* [SUPPLIED RECORDS]
****************************************
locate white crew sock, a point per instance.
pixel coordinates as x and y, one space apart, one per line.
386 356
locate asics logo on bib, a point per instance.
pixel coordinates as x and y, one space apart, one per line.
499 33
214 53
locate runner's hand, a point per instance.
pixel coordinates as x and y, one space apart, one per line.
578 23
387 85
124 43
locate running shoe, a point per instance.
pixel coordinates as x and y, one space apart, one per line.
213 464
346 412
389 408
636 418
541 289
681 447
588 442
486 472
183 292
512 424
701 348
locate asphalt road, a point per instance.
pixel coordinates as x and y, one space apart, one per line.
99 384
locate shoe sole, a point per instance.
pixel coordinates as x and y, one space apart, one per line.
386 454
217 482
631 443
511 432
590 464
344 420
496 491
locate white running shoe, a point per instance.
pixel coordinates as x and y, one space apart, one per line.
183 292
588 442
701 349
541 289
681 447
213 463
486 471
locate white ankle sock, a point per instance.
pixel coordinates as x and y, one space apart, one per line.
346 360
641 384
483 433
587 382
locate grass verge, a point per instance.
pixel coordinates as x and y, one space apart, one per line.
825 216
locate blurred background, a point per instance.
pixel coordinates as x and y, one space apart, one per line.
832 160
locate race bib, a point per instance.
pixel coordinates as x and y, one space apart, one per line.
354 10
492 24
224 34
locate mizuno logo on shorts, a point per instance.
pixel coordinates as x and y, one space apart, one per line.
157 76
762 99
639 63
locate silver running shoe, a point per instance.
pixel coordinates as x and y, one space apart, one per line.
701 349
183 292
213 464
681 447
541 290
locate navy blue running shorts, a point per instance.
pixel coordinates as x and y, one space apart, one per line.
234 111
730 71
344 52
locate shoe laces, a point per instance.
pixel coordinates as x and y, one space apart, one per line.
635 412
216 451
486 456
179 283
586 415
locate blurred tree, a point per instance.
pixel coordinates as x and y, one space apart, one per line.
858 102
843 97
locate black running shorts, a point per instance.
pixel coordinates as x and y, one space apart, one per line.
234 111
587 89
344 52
****************************************
* [WRITTEN PROBLEM]
Print every one of the records above again, word for word and line for line, without changing anything.

* [PROBLEM SOLUTION]
locate white crew sock, a point per instance.
pixel coordinates as x and y, one space apart, one per line.
386 356
locate asics logo on bib, a point per instance.
pixel coordinates as x and y, one space apart, one per line.
499 33
214 53
locate runner's hand, a point per instance.
pixel coordinates as x and y, one space apart, one per line.
578 23
387 85
124 43
locate running shoe, a point per instance.
pixel coordinates as x and y, one space apart, one per line.
213 464
346 412
389 408
636 418
541 289
681 447
588 442
486 472
183 292
512 424
701 348
locate asphalt road, a point per instance.
pixel coordinates as x and y, one space apart, one per line.
99 384
locate shoe sole, a point per instance.
pixel coordinates as x and y, one space apart, one per line.
386 454
217 482
631 443
511 432
590 464
344 420
496 491
locate white running shoe, a point per instance.
pixel coordinates as x and y, one space apart, one per line.
183 292
588 442
701 349
541 289
681 447
213 463
486 471
locate white ankle sock, a point per instance.
pixel coordinates as x and y, one space apart, one per line.
346 360
641 384
483 433
587 382
locate grass verge, a point per instance.
pixel coordinates as x and y, one space apart, one per line.
825 216
locate blurred background, a point per instance.
pixel coordinates as x and y, one space apart, one per line.
832 160
locate race bib, a point per instance.
pixel coordinates as x and y, one space apart, one per line.
354 10
492 24
224 34
locate mizuno logo on shorts, a point per instance.
pixel coordinates as x and y, one space apart, one per line.
157 76
762 99
639 63
locate silver running shoe, a point per instance.
pixel coordinates as x and y, one space apart, one per line.
701 349
183 292
213 464
681 447
541 290
locate navy blue running shorts, a point per instance.
pixel coordinates as x and y, one space apart, one per line.
234 111
730 71
344 52
locate shoe laces, a point per instance.
pixel coordinates as x and y, one space apart, one per line.
635 412
216 451
486 456
179 283
586 415
locate blurred tree, a point per instance.
pixel coordinates as x and y, one space apart, one per line.
858 102
843 97
locate black running shorts, a point per instance.
pixel coordinates as x and y, one space apart, one per line.
234 111
587 89
344 52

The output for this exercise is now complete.